- **TASK GOAL**
Pull out every line of the listing below that contains the word "brown".

- **RECORD EXCERPTS**
--------------------------------------------------

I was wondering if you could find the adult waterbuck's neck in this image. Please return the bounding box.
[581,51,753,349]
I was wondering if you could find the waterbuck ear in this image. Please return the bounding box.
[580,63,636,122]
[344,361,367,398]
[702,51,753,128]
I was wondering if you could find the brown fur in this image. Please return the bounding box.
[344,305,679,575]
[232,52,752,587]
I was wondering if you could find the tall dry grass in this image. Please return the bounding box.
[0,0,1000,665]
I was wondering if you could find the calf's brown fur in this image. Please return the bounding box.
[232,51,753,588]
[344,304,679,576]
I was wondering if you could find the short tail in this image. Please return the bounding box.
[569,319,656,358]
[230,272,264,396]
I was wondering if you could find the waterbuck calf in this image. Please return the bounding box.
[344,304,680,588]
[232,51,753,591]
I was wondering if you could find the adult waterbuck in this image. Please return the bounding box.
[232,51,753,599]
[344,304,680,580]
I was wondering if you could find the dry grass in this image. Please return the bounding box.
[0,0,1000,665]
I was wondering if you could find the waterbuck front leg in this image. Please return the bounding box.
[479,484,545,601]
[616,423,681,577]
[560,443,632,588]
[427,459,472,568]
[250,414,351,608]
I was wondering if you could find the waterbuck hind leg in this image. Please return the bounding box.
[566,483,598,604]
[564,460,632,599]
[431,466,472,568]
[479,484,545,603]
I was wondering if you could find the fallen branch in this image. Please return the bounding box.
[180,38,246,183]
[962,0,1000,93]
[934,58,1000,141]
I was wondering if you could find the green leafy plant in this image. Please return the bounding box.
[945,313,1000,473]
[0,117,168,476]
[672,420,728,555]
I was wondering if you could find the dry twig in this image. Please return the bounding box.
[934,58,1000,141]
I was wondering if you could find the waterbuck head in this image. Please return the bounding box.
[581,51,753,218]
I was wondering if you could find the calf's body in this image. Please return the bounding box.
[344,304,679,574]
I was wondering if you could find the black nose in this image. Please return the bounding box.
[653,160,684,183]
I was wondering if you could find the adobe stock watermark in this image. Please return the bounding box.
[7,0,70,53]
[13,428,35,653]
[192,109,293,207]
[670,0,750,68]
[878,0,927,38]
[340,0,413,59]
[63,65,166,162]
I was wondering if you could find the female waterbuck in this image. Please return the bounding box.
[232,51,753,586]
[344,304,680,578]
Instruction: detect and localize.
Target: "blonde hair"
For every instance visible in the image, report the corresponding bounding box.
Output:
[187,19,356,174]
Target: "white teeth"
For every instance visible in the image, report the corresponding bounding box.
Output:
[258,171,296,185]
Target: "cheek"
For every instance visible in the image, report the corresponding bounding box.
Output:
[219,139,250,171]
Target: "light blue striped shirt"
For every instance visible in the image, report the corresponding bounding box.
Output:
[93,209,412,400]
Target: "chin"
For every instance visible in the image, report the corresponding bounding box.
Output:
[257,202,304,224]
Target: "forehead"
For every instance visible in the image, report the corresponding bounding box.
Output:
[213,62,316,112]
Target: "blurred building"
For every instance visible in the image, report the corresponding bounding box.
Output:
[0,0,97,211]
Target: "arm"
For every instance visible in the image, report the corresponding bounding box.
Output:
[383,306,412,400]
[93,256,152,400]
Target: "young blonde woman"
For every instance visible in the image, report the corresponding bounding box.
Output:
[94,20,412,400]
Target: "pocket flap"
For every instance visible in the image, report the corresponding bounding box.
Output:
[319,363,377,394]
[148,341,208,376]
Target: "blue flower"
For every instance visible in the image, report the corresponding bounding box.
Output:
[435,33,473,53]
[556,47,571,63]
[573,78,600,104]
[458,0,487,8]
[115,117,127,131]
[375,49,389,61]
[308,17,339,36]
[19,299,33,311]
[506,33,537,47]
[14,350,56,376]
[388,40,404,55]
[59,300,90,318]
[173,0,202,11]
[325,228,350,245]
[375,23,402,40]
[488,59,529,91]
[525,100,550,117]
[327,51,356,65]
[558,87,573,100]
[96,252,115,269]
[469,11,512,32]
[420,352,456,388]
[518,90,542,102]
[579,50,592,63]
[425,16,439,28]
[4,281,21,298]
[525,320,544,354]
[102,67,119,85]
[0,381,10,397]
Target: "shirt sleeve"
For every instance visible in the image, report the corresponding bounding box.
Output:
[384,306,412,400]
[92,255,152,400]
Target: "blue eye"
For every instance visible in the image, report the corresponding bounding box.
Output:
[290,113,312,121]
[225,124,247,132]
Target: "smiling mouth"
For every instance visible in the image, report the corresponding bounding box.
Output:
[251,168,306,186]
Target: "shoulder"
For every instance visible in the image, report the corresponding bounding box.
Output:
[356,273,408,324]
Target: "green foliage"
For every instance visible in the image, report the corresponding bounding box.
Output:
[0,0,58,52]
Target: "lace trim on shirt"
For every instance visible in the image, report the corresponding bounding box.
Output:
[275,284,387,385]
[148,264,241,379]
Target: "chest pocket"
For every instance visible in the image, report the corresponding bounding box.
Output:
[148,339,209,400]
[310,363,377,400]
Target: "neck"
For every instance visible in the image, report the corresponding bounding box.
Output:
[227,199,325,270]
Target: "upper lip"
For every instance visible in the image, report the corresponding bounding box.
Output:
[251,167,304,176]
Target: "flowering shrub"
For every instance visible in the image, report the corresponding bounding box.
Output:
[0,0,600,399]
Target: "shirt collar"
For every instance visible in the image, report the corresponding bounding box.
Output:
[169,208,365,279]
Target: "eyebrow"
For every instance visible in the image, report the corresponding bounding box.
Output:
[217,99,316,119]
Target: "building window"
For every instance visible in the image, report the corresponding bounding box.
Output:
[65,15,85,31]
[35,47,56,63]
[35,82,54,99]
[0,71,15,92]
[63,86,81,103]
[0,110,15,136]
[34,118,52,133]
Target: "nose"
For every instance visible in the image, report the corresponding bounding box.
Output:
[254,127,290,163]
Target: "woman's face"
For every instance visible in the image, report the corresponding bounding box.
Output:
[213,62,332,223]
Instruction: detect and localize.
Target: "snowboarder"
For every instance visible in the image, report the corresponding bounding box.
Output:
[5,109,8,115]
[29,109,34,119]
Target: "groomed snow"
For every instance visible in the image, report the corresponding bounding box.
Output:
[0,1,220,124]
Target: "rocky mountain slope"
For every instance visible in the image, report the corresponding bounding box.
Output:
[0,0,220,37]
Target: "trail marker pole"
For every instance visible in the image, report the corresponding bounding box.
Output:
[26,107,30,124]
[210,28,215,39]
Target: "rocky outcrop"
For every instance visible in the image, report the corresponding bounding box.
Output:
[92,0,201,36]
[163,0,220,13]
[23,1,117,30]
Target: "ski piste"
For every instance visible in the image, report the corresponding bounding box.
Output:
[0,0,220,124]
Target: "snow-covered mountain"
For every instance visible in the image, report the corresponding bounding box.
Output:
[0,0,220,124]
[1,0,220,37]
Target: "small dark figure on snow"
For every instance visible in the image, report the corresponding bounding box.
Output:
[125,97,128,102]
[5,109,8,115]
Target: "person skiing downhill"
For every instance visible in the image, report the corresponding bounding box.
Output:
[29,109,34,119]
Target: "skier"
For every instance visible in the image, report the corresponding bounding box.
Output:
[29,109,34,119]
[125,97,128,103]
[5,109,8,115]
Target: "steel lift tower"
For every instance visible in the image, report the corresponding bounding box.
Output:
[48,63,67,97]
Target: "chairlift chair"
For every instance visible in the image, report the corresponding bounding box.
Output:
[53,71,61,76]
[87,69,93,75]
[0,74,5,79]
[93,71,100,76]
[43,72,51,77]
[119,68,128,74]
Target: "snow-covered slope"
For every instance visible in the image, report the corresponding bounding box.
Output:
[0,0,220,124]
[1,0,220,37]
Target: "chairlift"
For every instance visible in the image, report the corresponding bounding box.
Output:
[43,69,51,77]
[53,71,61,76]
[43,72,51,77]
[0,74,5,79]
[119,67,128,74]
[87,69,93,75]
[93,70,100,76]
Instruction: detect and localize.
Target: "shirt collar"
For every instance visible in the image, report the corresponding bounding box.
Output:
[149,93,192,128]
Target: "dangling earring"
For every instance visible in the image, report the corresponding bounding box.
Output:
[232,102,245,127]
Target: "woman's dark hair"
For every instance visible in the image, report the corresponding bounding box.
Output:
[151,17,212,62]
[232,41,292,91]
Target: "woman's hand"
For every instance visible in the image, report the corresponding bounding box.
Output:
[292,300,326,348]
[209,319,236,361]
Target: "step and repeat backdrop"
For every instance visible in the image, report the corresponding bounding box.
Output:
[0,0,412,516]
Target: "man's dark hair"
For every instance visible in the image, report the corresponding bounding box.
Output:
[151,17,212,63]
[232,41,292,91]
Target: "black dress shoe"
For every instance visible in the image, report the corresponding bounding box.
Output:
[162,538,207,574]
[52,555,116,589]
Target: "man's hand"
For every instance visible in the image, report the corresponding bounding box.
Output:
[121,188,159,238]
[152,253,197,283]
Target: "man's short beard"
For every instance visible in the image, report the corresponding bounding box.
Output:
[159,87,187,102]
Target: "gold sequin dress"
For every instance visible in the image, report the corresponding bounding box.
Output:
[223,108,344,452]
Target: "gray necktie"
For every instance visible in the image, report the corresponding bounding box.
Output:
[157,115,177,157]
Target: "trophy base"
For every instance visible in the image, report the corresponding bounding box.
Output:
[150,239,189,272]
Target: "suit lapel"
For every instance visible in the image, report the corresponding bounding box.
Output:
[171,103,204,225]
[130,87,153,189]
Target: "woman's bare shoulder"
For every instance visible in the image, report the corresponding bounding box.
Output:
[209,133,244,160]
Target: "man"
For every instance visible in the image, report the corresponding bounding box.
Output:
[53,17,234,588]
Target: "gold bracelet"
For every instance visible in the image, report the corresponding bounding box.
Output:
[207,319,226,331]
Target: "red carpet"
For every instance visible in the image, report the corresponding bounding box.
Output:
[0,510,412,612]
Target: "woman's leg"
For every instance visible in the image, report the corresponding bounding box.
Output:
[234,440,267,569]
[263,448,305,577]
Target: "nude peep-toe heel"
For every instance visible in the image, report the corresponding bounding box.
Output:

--------------------------------------------------

- **FINAL RESULT**
I was wondering if you could find the brown fur in this image. Please return the bounding box.
I was wondering if you could find the calf's brown fur in this image. Please return the bounding box.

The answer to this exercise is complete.